Top of Passage

Wet and frigid forecasts threaten to make driving more challenging in the next day or two.

By late Tuesday afternoon, fewer than 150 U.S. flights had been canceled -- a low number all things considered. But 3,000 flights were delayed, according to tracking service FlightAware.

The largest number of delays -- about 400 -- was at Seattle-Tacoma International Airport, where dense fog slowed the pace of departures and arrivals. Flights going to Boston and Newark, New Jersey, were also more likely to be delayed, according to the Federal Aviation Administration. So were flights to San Francisco, where visibility has been reduced due to smoke from the wildfire in Paradise, California.

Boardings were up at Northwest Arkansas Regional Airport, according to director Kelly Johnson. The airport, also known as XNA, will be up 1,199 boardings or 5.36 percent compared to the same 10-day travel period last year.

Kathy Farr of Springdale was at XNA Wednesday morning waiting on her flight. She was traveling to Jamestown, New York. Farr said it doesn't bother her to travel on the Thanksgiving holiday. She usually does not have any problems. She prefers to travel on Thanksgiving rather than Christmas holiday.

Chef Callan Sinclair has been in the area on a business trip. He was flying back to Santiago, Domingo Republic. They don't celebrate Thanksgiving there, but Sinclair said he was going home to cook Thanksgiving dinner for his wife and employees. "We are going to have a nice Thanksgiving," he said. Sinclair did not expect to have any problems on the flight.

Paul Coalson of Rogers was heading to Jacksonville, Fla. Coalson said he travels a lot for work, so he did not have any problems flying on holidays. "The airlines are going to do whatever they are going to do," he said. "You just have to be patient." Coalson believed that there would not be any delays. "Fortunately the weather is good on the east coast and hopefully the weather will be good Sunday when I come back," he said.

Bottom of Passage
Top of Supplied information

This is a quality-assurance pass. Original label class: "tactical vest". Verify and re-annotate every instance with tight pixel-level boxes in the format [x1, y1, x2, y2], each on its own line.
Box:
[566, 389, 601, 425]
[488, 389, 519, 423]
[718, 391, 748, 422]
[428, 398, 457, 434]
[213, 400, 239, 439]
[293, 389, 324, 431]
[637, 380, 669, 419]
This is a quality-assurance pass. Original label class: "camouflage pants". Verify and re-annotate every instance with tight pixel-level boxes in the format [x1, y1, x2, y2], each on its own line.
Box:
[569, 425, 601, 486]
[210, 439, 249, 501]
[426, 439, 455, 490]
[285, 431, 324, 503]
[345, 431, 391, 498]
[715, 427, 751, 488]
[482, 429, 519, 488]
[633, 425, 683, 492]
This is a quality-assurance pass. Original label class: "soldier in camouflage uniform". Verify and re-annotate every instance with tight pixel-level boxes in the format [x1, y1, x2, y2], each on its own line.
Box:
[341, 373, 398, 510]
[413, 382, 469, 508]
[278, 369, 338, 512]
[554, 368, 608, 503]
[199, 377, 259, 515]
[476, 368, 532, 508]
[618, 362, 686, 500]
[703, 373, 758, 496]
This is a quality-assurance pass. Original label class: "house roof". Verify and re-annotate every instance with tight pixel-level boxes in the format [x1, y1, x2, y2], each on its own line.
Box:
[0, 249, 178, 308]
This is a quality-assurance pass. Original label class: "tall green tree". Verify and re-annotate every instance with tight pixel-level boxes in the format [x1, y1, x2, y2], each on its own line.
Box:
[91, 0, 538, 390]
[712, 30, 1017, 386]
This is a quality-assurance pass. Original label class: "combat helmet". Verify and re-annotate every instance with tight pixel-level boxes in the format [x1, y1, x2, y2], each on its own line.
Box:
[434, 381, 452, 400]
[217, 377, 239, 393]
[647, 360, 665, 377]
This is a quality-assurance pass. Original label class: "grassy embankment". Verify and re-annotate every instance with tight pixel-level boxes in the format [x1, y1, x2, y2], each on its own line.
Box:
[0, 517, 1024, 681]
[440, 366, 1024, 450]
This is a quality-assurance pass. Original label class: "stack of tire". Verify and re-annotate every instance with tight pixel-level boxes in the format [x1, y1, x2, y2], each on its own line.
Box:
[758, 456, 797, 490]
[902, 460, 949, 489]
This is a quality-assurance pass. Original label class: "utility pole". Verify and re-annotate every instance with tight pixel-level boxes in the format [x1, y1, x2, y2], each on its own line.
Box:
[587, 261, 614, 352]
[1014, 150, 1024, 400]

Bottom of Supplied information

**Parts of the exercise**
• a. Which people does the holiday travel article mention by name?
• b. Continue the holiday travel article after its last paragraph.

**Answers to each task**
• a. Kelly Johnson, Kathy Farr, Callan Sinclair, Paul Coalson

• b.
Heather Krone, who is from Indianapolis, Ind., came in to XNA Wednesday morning. She was waiting at the airport for her mother to pick her up. Krone said she took the first available flight and did not have any problems on her trip. She enjoys traveling on holidays. "It's kind of fun because you get to hear different stories from people," she said.

As for national automobile travel, driving was difficult in parts of New England. The remnants of a recent snowstorm left messy road conditions across much of the region, and the forecast called for more snow on Wednesday followed by blustery winds and high temperatures in the teens on Thanksgiving Day in northern New England.

Rain, with snow in the higher elevations, could slow traffic Wednesday in much of California, Oregon and Washington.

The AAA auto club predicts that 54.3 million Americans will travel at least 50 miles from home between Wednesday and Sunday, the highest number since 2005 and about a 5 percent increase over last year. AAA says 48 million will drive and 4.7 million will fly.

Looking at a longer, 12-day period, the industry trade group Airlines for America predicts that a record 30.6 million people will fly on U.S. carriers, up from 29 million last year. That's more than 2.5 million per day.

The airline group expects that Wednesday will be the second busiest day of the holiday period behind only Sunday, when many travelers will be returning home.

Travelers should prepare for long lines at airport checkpoints. The Transportation Security Administration expected to screen about 25 million people between Monday and next Monday, an increase of 5 percent over last year.

The airline group's numbers are bigger because its forecast covers an extra day and it counts connecting passengers again, while TSA only counts those people once when they pass the checkpoint.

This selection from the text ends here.